**Your objective:**
Copy out the rows word for word, from the first line through the line containing "(459, 529), (586, 584)", including that line.
═══ Information shown
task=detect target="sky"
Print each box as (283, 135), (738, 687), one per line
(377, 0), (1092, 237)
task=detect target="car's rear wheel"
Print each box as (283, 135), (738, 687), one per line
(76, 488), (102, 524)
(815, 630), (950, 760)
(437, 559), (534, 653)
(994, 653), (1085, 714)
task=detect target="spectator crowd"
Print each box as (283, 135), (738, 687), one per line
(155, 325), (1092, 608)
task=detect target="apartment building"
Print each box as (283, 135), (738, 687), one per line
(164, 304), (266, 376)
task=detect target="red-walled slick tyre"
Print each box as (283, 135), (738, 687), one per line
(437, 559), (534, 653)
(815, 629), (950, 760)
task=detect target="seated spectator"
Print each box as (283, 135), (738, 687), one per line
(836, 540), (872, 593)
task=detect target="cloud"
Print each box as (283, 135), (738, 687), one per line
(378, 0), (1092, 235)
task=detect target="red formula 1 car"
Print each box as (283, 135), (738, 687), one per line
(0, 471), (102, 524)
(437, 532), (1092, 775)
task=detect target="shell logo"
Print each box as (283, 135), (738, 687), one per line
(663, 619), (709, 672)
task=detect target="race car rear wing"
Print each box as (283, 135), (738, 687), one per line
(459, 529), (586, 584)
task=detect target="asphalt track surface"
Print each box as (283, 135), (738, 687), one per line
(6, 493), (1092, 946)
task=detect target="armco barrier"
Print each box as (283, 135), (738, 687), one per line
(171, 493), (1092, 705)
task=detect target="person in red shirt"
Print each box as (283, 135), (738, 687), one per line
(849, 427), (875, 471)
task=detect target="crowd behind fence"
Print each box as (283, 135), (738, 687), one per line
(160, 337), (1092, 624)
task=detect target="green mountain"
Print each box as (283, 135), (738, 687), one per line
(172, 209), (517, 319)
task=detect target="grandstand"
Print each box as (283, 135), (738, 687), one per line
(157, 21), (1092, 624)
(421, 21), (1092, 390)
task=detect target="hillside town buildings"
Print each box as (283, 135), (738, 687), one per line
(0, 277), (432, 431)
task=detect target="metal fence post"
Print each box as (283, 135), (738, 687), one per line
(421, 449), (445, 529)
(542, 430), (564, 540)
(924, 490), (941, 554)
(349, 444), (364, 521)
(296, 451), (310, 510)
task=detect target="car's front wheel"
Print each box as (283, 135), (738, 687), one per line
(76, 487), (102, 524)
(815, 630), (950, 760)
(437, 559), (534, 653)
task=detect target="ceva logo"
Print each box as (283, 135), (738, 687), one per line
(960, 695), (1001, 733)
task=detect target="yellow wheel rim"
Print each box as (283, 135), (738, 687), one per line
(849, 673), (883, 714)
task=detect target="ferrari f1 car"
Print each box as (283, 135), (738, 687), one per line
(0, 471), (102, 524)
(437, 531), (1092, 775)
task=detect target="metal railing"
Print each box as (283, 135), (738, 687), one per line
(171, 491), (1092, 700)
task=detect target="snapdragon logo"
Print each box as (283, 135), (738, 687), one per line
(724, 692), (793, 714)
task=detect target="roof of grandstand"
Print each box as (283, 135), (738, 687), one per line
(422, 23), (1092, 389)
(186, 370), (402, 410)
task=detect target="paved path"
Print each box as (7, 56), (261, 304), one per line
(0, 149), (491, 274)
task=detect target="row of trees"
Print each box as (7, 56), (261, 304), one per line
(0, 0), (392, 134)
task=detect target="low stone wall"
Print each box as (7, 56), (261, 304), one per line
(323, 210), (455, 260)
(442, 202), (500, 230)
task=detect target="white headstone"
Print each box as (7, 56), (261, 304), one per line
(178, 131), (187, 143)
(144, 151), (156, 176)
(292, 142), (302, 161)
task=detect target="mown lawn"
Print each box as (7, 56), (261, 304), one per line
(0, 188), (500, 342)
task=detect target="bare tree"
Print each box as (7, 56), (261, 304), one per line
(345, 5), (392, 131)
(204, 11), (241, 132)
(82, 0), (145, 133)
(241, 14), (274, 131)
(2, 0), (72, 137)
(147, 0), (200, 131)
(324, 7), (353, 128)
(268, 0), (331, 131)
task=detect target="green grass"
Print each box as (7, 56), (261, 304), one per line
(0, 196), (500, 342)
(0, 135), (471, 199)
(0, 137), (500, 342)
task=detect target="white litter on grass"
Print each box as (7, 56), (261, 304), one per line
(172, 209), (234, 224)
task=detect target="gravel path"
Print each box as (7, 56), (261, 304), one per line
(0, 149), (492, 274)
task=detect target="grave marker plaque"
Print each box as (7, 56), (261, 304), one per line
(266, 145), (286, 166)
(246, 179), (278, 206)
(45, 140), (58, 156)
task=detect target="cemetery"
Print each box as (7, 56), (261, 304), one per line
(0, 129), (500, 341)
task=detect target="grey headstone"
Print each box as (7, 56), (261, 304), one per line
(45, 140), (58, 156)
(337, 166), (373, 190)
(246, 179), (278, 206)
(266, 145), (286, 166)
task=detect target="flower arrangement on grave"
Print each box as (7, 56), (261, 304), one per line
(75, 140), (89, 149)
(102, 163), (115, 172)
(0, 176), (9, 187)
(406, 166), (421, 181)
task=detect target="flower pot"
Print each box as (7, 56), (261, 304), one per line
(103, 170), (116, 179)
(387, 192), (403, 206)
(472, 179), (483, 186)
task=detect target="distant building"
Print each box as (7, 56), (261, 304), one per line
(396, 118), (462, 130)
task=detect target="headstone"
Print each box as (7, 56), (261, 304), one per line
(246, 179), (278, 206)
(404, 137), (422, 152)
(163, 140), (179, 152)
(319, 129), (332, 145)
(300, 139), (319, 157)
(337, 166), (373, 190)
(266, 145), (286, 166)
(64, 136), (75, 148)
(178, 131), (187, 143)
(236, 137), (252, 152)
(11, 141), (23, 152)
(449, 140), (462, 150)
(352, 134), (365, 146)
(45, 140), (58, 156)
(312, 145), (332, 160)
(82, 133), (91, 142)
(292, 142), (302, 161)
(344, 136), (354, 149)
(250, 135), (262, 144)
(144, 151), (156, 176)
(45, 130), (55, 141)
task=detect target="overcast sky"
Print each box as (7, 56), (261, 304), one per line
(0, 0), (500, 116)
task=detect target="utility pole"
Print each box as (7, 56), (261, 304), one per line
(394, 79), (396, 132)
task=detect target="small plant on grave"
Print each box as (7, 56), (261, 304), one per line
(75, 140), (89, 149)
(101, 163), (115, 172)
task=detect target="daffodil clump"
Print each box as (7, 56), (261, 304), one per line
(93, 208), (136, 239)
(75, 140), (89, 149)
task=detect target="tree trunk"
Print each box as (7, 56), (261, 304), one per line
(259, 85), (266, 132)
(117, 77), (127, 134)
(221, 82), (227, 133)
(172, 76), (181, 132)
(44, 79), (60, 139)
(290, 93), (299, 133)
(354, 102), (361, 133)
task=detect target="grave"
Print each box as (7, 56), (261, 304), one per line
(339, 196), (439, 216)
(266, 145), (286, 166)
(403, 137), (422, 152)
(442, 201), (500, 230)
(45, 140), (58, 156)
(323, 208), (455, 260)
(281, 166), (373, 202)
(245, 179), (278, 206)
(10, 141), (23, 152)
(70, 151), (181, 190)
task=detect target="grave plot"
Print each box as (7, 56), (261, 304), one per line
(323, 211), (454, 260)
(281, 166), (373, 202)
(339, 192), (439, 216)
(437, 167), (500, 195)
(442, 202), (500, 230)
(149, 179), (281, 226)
══════
**Task answer:**
task=detect target="sky"
Print each box as (283, 135), (738, 687), one per line
(377, 0), (1092, 237)
task=detect target="car's rear wheel"
Print each box as (283, 135), (738, 687), one per line
(76, 488), (102, 524)
(815, 630), (950, 760)
(437, 559), (534, 653)
(994, 653), (1085, 714)
task=detect target="spectator crowd"
Print each box as (283, 135), (738, 687), one per line
(155, 325), (1092, 608)
task=detect target="apartment building"
Print each box as (283, 135), (738, 687), one per line
(164, 304), (266, 376)
task=detect target="red-walled slick tyre"
Print each box as (283, 135), (738, 687), one per line
(437, 559), (534, 653)
(815, 629), (950, 760)
task=detect target="seated spectator"
Print each box as (283, 135), (738, 687), one per line
(836, 540), (872, 593)
task=detect target="cloud"
Print each box as (283, 135), (738, 687), one per line
(378, 0), (1092, 235)
task=detect target="red formula 1 car"
Print each box as (283, 135), (738, 687), one per line
(0, 471), (102, 524)
(437, 532), (1092, 775)
task=detect target="shell logo"
Print each box as (283, 135), (738, 687), one per line
(663, 619), (709, 672)
task=detect target="race car rear wing"
Print each box as (283, 135), (738, 687), one per line
(459, 529), (586, 584)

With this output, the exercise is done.